> What is asked
Exact repetition of every entry is required.

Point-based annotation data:
··········

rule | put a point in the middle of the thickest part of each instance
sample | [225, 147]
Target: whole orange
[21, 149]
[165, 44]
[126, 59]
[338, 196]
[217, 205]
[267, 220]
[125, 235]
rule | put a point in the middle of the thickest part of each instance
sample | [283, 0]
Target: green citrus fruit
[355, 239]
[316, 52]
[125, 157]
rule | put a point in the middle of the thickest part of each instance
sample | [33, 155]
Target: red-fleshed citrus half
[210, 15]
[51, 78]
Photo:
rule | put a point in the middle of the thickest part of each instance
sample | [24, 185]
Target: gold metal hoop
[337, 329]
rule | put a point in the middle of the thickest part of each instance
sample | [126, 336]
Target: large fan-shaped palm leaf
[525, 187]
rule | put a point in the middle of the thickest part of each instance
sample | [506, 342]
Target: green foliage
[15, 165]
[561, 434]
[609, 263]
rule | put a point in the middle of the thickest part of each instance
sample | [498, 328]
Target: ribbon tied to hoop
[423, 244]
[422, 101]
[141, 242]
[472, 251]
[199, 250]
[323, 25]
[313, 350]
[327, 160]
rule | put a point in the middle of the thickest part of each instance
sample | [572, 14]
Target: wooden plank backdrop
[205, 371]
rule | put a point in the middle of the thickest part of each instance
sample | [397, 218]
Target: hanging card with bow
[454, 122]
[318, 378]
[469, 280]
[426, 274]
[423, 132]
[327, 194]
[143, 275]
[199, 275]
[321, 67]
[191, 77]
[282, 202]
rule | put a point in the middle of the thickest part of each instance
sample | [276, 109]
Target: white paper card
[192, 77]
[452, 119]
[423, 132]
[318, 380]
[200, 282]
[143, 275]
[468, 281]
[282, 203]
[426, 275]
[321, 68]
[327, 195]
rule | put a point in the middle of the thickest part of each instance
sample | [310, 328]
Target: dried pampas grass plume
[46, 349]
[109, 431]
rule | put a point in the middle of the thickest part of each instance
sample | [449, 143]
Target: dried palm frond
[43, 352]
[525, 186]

··········

> Reply to the exercise
rule | put a point in the middle of the thickest part of each instance
sample | [225, 147]
Target: whole orange
[21, 149]
[165, 44]
[126, 59]
[338, 196]
[217, 205]
[267, 220]
[125, 235]
rule | put a point in the middle of the thickest part of each instance
sample | [283, 0]
Target: green citrus fruit
[355, 239]
[316, 52]
[125, 157]
rule | put a point in the middle of the thickest part of each instance
sample | [33, 155]
Target: red-fleshed citrus half
[210, 15]
[51, 78]
Photo:
rule | put a point in the middle of the thickest part of each instance
sample | [24, 185]
Target: gold metal hoop
[337, 329]
rule | put a point in the middle of the thickest part of each instance
sample | [126, 336]
Target: large fan-shaped palm leaf
[525, 187]
rule | put a point in the middle of the thickest part of each instance
sample | [506, 342]
Target: green foliage
[15, 165]
[561, 434]
[609, 263]
rule | put a point in the middle of the thickest part of each instance
sample | [498, 328]
Target: ribbon tied to hoop
[423, 244]
[422, 101]
[141, 242]
[472, 251]
[199, 250]
[323, 25]
[313, 350]
[327, 160]
rule | put a point in the middle of the thickest part of each instance
sample | [572, 14]
Target: wooden plank backdrop
[205, 371]
rule | put a point in the middle of the thickest part of each instance
sample | [397, 218]
Target: hanging card with bow
[454, 122]
[318, 378]
[469, 280]
[426, 274]
[423, 132]
[327, 194]
[143, 275]
[199, 275]
[321, 67]
[191, 77]
[282, 202]
rule | put a point in the middle of the thickest part of each instance
sample | [276, 109]
Target: white paper card
[192, 77]
[452, 119]
[423, 132]
[318, 380]
[200, 282]
[143, 275]
[468, 281]
[282, 203]
[426, 275]
[321, 68]
[327, 195]
rule | put a point in the middle of the thickest part of each instance
sample | [310, 328]
Target: dried pampas grass plume
[46, 349]
[109, 431]
rule | put a point in the middle of the thickest part of each instance
sample | [449, 143]
Target: dried palm frond
[43, 352]
[525, 186]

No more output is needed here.